- **TRY IT**:
Collect the lines of the entries where "painted" shows up.

··· THE INPUT

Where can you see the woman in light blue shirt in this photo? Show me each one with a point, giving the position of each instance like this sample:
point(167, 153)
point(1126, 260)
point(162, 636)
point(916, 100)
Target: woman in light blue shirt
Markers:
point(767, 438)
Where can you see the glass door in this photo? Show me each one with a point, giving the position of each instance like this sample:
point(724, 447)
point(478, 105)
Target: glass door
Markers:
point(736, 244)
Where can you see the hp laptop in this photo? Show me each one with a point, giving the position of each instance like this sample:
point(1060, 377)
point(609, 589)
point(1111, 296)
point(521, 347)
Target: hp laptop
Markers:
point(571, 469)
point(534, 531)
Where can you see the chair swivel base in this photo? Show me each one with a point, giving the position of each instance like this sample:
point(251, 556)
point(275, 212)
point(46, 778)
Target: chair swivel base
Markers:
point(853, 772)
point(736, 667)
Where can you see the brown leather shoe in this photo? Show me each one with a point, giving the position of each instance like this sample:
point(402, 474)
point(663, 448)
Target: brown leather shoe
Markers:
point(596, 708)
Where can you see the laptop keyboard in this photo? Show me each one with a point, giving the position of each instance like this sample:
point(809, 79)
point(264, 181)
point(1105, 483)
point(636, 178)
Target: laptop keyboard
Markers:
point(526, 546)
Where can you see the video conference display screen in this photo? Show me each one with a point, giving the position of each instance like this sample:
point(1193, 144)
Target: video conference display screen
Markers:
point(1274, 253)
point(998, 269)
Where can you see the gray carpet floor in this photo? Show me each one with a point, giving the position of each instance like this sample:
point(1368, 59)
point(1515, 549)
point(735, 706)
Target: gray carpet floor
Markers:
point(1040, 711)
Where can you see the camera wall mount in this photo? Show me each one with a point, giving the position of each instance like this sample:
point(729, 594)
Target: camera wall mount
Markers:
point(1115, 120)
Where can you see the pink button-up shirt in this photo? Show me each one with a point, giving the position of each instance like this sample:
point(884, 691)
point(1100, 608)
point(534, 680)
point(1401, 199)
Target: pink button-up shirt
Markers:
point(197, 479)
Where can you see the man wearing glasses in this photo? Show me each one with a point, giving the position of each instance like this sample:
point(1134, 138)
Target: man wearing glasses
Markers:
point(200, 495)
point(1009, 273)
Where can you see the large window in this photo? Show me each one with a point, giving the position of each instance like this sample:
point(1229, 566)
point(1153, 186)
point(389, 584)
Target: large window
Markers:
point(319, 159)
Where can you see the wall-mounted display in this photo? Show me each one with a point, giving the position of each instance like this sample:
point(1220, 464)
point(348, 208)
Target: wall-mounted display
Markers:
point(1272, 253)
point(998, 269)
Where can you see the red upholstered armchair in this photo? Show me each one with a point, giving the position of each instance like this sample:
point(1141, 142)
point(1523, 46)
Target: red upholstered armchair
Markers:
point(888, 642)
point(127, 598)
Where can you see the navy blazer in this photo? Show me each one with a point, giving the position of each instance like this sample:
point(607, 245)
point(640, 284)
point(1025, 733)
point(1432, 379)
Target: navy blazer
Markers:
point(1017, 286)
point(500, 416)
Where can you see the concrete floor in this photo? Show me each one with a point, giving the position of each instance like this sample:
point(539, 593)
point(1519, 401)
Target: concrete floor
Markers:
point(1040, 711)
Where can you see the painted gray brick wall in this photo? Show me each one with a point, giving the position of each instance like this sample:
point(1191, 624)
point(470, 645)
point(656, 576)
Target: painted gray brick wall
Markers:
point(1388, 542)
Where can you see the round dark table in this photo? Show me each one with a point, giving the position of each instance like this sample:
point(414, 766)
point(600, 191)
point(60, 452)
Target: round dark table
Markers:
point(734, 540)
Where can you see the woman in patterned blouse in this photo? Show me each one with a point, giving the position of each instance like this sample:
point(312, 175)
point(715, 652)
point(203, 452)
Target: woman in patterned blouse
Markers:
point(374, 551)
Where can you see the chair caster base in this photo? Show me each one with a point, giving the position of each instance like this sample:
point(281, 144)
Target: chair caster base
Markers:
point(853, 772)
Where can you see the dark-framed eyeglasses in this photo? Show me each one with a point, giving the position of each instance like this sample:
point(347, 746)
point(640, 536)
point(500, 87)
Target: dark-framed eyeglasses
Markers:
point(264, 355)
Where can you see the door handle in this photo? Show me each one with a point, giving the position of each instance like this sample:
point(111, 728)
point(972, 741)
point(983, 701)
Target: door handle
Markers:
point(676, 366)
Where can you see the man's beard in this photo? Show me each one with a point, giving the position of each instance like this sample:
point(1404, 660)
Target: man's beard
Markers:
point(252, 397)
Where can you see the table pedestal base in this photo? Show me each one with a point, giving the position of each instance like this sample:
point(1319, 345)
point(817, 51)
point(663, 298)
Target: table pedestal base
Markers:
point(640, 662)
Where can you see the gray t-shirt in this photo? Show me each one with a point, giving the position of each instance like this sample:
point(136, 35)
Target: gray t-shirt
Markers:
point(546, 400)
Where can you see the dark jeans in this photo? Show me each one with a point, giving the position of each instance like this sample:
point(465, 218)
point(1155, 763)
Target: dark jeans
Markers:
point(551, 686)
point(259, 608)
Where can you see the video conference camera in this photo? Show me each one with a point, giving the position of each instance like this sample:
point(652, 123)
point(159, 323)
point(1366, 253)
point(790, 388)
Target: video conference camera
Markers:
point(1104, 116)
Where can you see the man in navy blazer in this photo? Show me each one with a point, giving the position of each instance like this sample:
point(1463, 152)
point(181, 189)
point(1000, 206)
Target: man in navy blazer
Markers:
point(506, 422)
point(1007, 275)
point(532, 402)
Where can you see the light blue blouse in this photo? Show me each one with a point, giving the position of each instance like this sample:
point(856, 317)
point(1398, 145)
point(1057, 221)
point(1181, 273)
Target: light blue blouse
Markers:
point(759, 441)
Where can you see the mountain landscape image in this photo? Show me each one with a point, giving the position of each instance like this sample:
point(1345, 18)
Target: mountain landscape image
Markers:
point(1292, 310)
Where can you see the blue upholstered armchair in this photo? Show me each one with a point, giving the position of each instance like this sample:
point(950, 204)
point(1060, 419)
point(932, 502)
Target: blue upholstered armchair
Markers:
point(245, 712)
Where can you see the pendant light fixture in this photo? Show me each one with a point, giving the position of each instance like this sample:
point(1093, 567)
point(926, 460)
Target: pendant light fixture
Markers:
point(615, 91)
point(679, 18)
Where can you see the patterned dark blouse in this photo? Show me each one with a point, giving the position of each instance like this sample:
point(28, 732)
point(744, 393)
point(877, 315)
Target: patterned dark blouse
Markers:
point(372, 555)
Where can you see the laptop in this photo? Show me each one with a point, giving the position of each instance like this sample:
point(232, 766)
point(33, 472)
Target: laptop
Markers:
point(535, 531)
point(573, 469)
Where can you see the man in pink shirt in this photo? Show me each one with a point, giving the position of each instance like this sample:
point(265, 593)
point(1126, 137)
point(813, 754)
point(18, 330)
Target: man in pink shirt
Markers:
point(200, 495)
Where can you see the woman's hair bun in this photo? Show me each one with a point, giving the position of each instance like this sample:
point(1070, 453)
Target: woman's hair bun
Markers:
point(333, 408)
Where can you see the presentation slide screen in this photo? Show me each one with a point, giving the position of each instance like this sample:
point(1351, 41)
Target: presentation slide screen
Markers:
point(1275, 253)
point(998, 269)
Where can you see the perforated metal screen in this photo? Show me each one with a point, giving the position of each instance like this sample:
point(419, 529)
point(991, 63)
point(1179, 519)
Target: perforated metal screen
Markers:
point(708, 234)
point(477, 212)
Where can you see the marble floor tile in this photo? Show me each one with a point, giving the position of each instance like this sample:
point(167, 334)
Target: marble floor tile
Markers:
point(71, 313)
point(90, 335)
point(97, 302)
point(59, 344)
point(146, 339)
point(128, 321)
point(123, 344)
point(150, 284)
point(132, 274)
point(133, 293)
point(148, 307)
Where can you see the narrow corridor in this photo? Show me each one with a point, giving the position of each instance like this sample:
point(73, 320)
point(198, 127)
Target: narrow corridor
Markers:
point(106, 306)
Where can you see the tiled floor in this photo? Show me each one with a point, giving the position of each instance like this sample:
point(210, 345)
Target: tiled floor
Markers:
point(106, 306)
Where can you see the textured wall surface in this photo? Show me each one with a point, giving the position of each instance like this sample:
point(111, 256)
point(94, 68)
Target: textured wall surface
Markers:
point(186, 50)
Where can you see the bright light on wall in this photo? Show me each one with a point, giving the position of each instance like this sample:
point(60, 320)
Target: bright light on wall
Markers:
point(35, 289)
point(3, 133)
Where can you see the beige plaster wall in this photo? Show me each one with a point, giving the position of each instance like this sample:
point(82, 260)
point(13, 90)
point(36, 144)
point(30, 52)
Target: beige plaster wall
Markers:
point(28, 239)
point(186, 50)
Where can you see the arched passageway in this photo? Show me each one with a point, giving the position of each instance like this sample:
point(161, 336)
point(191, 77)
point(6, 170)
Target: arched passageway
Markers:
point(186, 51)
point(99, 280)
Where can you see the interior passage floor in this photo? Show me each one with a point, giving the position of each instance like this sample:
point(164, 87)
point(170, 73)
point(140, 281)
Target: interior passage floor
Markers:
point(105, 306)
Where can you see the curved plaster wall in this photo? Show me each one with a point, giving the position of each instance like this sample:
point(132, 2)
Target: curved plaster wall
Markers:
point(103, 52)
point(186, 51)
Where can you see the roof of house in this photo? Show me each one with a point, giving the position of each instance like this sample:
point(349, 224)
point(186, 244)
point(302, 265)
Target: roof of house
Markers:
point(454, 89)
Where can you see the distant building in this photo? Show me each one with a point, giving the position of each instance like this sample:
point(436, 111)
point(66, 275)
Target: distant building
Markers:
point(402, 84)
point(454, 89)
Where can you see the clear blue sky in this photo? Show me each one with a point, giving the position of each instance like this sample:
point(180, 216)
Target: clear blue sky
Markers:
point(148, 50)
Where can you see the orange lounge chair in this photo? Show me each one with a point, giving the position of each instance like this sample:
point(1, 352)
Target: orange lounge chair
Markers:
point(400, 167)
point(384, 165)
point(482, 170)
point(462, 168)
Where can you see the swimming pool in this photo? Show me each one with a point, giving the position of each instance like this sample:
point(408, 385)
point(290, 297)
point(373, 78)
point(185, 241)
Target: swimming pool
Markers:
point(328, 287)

······

- **SOLUTION FOR THIS PROBLEM**:
Where can you see the painted gray brick wall in this photo? Show me each one with a point, giving the position of each instance like this sample:
Target: painted gray brick wall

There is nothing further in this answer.